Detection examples
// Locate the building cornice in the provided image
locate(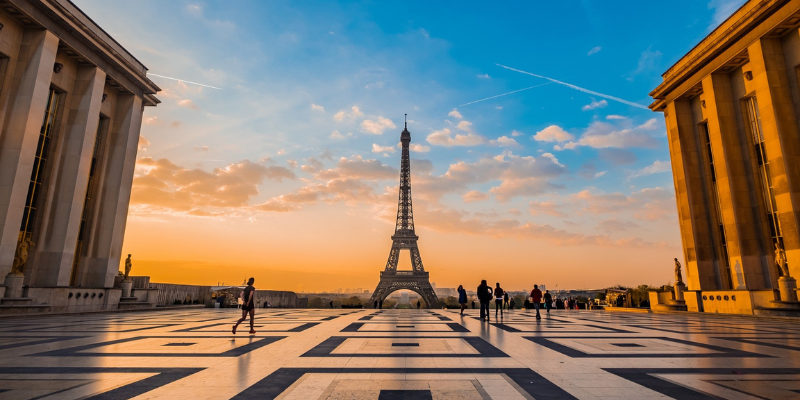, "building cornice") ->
[650,0,800,111]
[6,0,161,99]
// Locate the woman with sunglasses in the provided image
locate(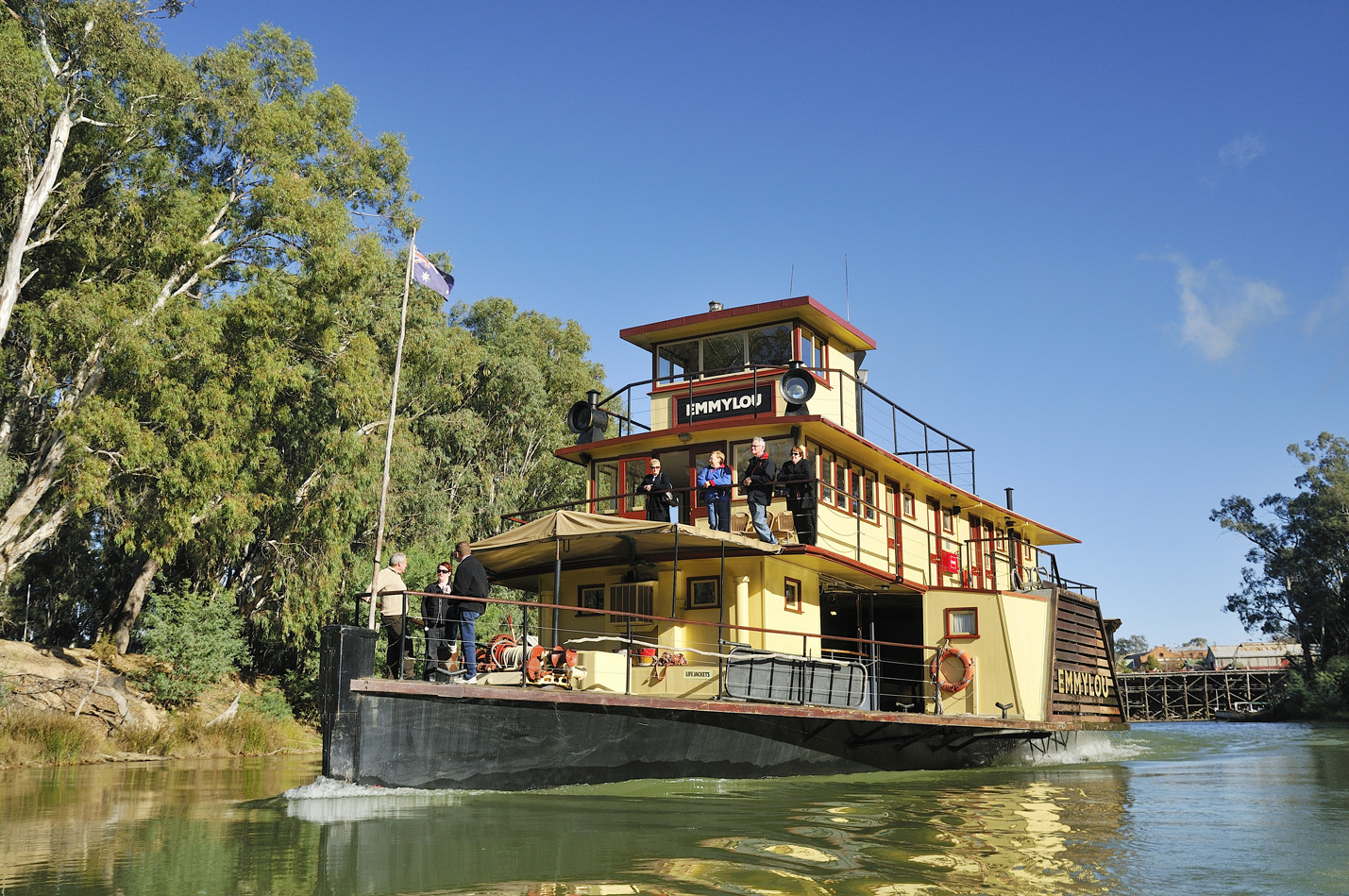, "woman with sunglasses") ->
[777,446,815,544]
[698,450,735,532]
[422,560,455,682]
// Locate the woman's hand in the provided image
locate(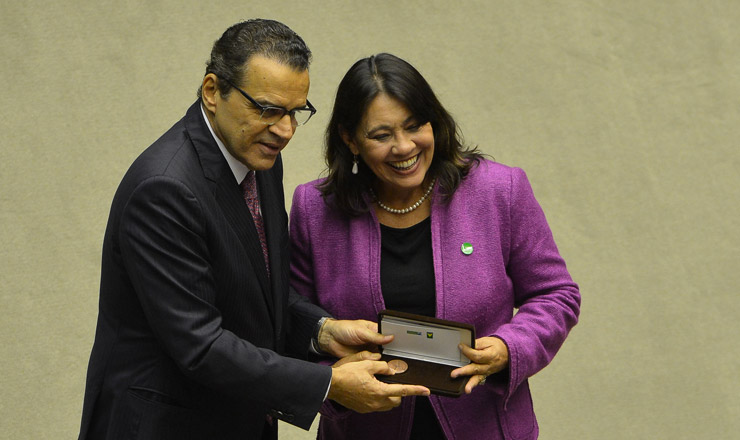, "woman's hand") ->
[450,336,509,394]
[317,319,393,358]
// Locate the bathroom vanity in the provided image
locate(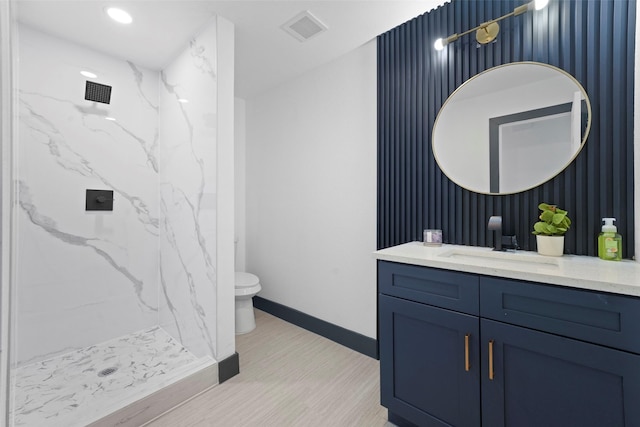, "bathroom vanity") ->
[375,242,640,427]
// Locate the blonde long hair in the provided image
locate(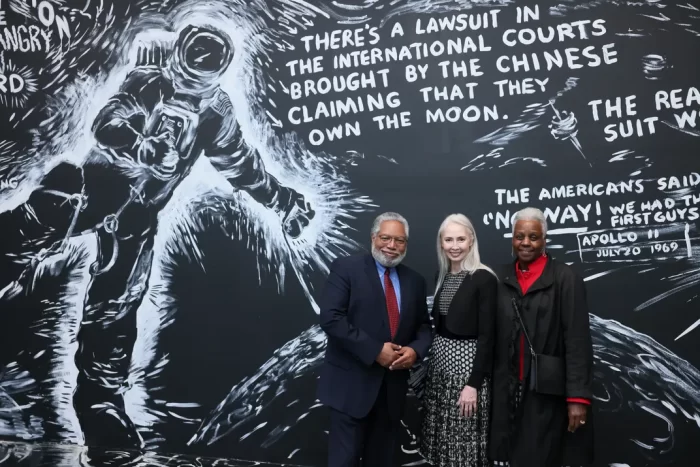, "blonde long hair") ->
[435,214,498,294]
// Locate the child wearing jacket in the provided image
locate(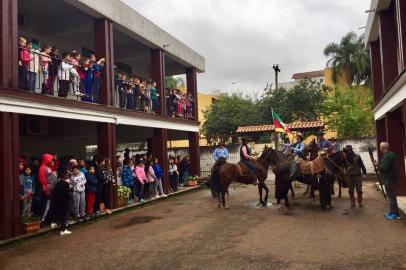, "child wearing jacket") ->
[121,159,135,204]
[153,158,166,197]
[85,165,98,216]
[20,166,35,218]
[134,160,148,202]
[70,166,86,219]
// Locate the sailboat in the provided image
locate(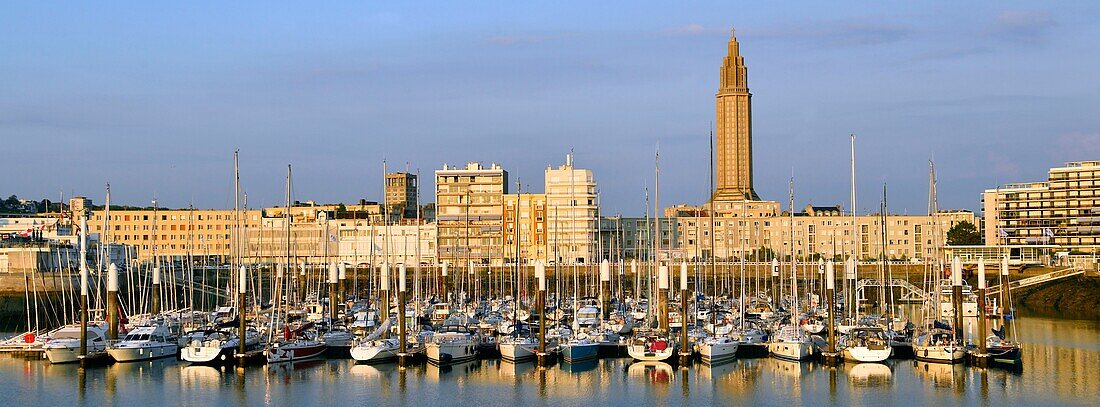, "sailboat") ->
[768,178,814,361]
[840,326,893,363]
[107,323,179,362]
[626,151,680,362]
[183,151,261,364]
[913,162,966,363]
[986,256,1023,366]
[695,134,740,365]
[497,207,543,363]
[265,165,325,364]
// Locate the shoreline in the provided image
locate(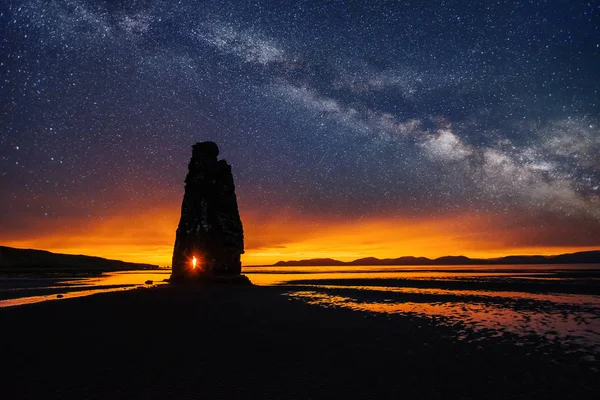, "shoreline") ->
[0,285,600,398]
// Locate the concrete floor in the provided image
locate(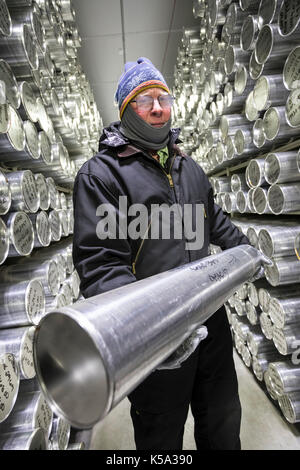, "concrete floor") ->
[90,353,300,450]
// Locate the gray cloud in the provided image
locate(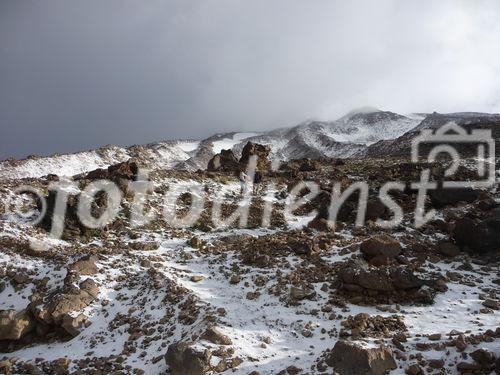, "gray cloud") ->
[0,0,500,158]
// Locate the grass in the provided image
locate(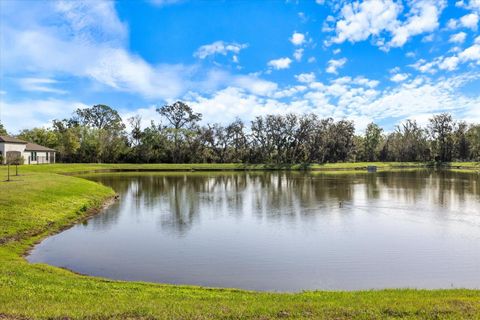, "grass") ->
[0,163,480,319]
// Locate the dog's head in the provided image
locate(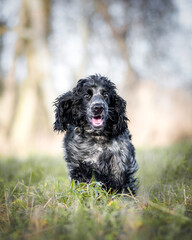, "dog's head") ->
[54,75,127,135]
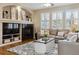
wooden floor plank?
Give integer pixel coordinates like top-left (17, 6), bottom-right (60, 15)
top-left (0, 39), bottom-right (33, 55)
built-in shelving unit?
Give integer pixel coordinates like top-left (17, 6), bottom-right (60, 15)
top-left (0, 19), bottom-right (33, 46)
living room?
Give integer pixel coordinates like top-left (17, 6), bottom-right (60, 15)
top-left (0, 3), bottom-right (79, 55)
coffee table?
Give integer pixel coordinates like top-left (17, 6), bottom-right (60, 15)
top-left (34, 38), bottom-right (55, 54)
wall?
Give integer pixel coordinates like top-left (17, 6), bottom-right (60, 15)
top-left (33, 3), bottom-right (79, 32)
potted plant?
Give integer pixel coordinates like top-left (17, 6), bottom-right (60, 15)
top-left (42, 34), bottom-right (48, 41)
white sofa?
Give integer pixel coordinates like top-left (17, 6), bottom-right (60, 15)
top-left (58, 41), bottom-right (79, 55)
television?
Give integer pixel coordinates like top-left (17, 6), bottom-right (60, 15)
top-left (3, 23), bottom-right (20, 35)
top-left (3, 23), bottom-right (13, 35)
top-left (12, 23), bottom-right (20, 34)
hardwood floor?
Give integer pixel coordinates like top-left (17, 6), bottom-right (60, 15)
top-left (0, 39), bottom-right (33, 55)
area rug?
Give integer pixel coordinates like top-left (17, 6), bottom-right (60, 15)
top-left (7, 42), bottom-right (58, 55)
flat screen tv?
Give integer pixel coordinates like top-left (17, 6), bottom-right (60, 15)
top-left (3, 23), bottom-right (13, 35)
top-left (12, 23), bottom-right (20, 34)
top-left (3, 23), bottom-right (20, 35)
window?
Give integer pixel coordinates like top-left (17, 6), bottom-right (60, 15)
top-left (41, 13), bottom-right (50, 35)
top-left (65, 11), bottom-right (73, 29)
top-left (52, 11), bottom-right (63, 29)
top-left (41, 13), bottom-right (49, 29)
top-left (73, 10), bottom-right (79, 30)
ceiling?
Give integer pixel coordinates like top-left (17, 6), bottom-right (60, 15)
top-left (0, 3), bottom-right (71, 10)
top-left (20, 3), bottom-right (71, 10)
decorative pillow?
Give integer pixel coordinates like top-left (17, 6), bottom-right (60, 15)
top-left (58, 32), bottom-right (64, 36)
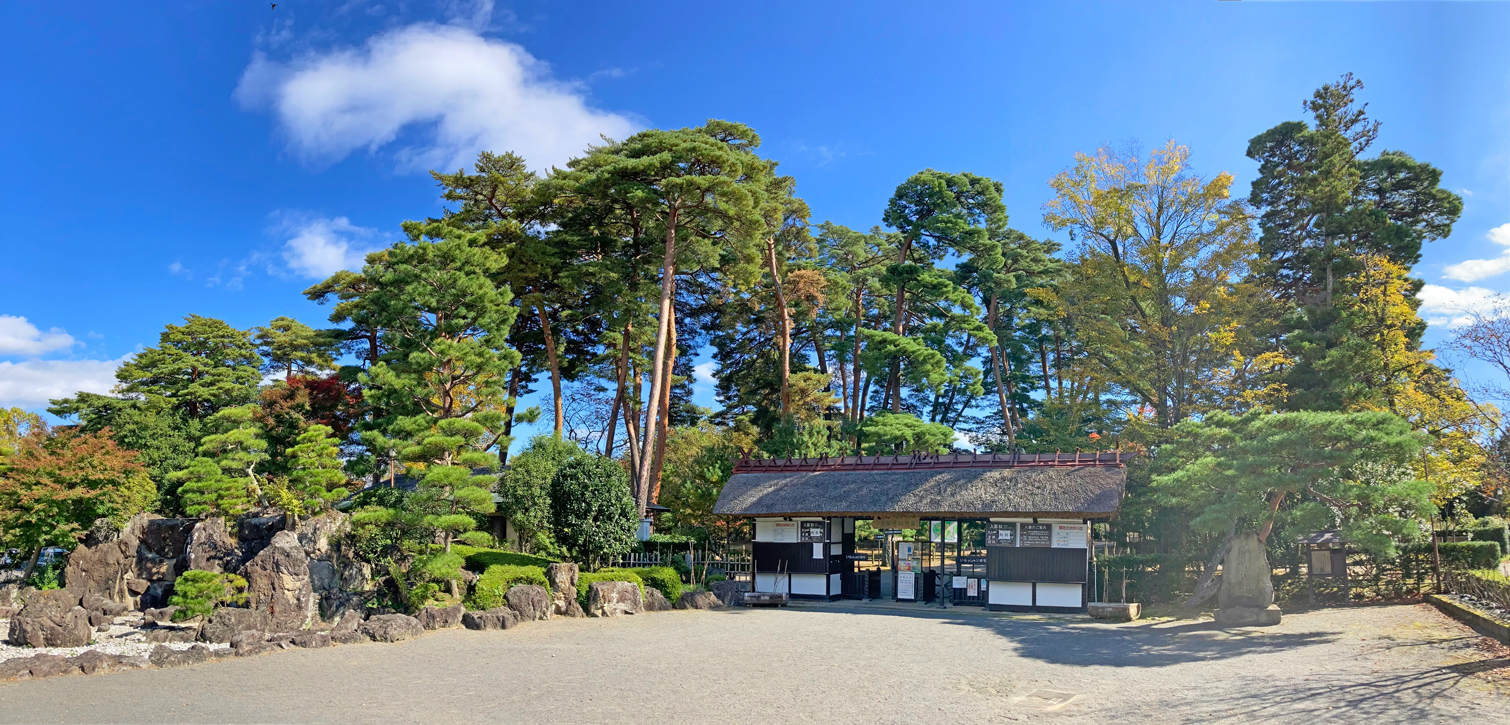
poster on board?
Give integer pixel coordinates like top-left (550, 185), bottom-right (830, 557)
top-left (800, 521), bottom-right (827, 542)
top-left (1018, 524), bottom-right (1052, 547)
top-left (986, 521), bottom-right (1018, 547)
top-left (1052, 524), bottom-right (1090, 548)
top-left (897, 571), bottom-right (918, 600)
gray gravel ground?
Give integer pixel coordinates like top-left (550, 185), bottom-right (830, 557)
top-left (0, 604), bottom-right (1510, 725)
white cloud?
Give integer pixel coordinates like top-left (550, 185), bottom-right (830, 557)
top-left (1442, 224), bottom-right (1510, 282)
top-left (236, 24), bottom-right (640, 171)
top-left (0, 355), bottom-right (130, 408)
top-left (0, 314), bottom-right (74, 355)
top-left (273, 213), bottom-right (382, 279)
top-left (1418, 284), bottom-right (1504, 328)
top-left (692, 363), bottom-right (719, 384)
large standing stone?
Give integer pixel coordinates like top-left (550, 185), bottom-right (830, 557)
top-left (708, 578), bottom-right (749, 607)
top-left (503, 585), bottom-right (551, 622)
top-left (297, 511), bottom-right (349, 562)
top-left (414, 604), bottom-right (467, 630)
top-left (645, 586), bottom-right (670, 612)
top-left (63, 541), bottom-right (136, 603)
top-left (676, 591), bottom-right (723, 609)
top-left (587, 582), bottom-right (645, 616)
top-left (187, 517), bottom-right (240, 574)
top-left (242, 532), bottom-right (316, 631)
top-left (199, 607), bottom-right (270, 643)
top-left (359, 615), bottom-right (424, 642)
top-left (8, 589), bottom-right (94, 646)
top-left (1217, 532), bottom-right (1279, 627)
top-left (545, 562), bottom-right (581, 616)
top-left (310, 559), bottom-right (341, 594)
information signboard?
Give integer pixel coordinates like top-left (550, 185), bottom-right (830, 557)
top-left (1018, 524), bottom-right (1054, 547)
top-left (986, 521), bottom-right (1018, 547)
top-left (1051, 524), bottom-right (1090, 548)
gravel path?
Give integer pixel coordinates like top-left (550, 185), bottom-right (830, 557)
top-left (0, 604), bottom-right (1510, 725)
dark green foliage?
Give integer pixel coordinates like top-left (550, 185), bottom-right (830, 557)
top-left (577, 569), bottom-right (643, 610)
top-left (498, 435), bottom-right (584, 551)
top-left (467, 563), bottom-right (551, 610)
top-left (598, 566), bottom-right (683, 601)
top-left (551, 456), bottom-right (640, 569)
top-left (451, 545), bottom-right (556, 572)
top-left (168, 569), bottom-right (246, 622)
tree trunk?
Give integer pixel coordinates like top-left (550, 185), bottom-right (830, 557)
top-left (634, 214), bottom-right (676, 518)
top-left (602, 323), bottom-right (633, 458)
top-left (535, 302), bottom-right (566, 440)
top-left (766, 237), bottom-right (791, 418)
top-left (986, 295), bottom-right (1018, 450)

* **Exercise instructions**
Render the material from the line with "television?" through the line with "top-left (897, 571), bottom-right (918, 600)" as a numbered list, both of those lines included and blank lines omitted. Leave the pictures out.

* **Written response**
1. television?
2. Give integer pixel coordinates like top-left (17, 6), bottom-right (60, 15)
3. top-left (3, 23), bottom-right (20, 35)
4. top-left (3, 23), bottom-right (13, 35)
5. top-left (12, 23), bottom-right (20, 34)
6. hardwood floor?
7. Give integer pixel coordinates like top-left (17, 6), bottom-right (60, 15)
8. top-left (0, 39), bottom-right (33, 55)
9. area rug?
10. Give integer pixel coordinates like top-left (17, 6), bottom-right (60, 15)
11. top-left (7, 42), bottom-right (58, 55)
12. flat screen tv?
13. Give integer pixel coordinates like top-left (17, 6), bottom-right (60, 15)
14. top-left (3, 23), bottom-right (13, 35)
15. top-left (12, 23), bottom-right (20, 34)
16. top-left (3, 23), bottom-right (20, 35)
17. window?
18. Give integer pixel coordinates like top-left (17, 6), bottom-right (60, 15)
19. top-left (41, 13), bottom-right (50, 35)
20. top-left (65, 11), bottom-right (73, 29)
21. top-left (52, 11), bottom-right (63, 29)
22. top-left (41, 13), bottom-right (49, 29)
23. top-left (73, 10), bottom-right (79, 30)
24. ceiling?
25. Give integer pixel coordinates like top-left (17, 6), bottom-right (60, 15)
26. top-left (0, 3), bottom-right (71, 10)
27. top-left (20, 3), bottom-right (71, 10)
28. decorative pillow?
29. Give integer pixel coordinates like top-left (17, 6), bottom-right (60, 15)
30. top-left (58, 32), bottom-right (64, 36)
31. poster on board?
32. Give integer pixel coordinates like top-left (550, 185), bottom-right (830, 557)
33. top-left (800, 521), bottom-right (827, 542)
34. top-left (1018, 524), bottom-right (1052, 547)
35. top-left (986, 521), bottom-right (1018, 547)
36. top-left (1052, 524), bottom-right (1090, 548)
37. top-left (897, 571), bottom-right (918, 600)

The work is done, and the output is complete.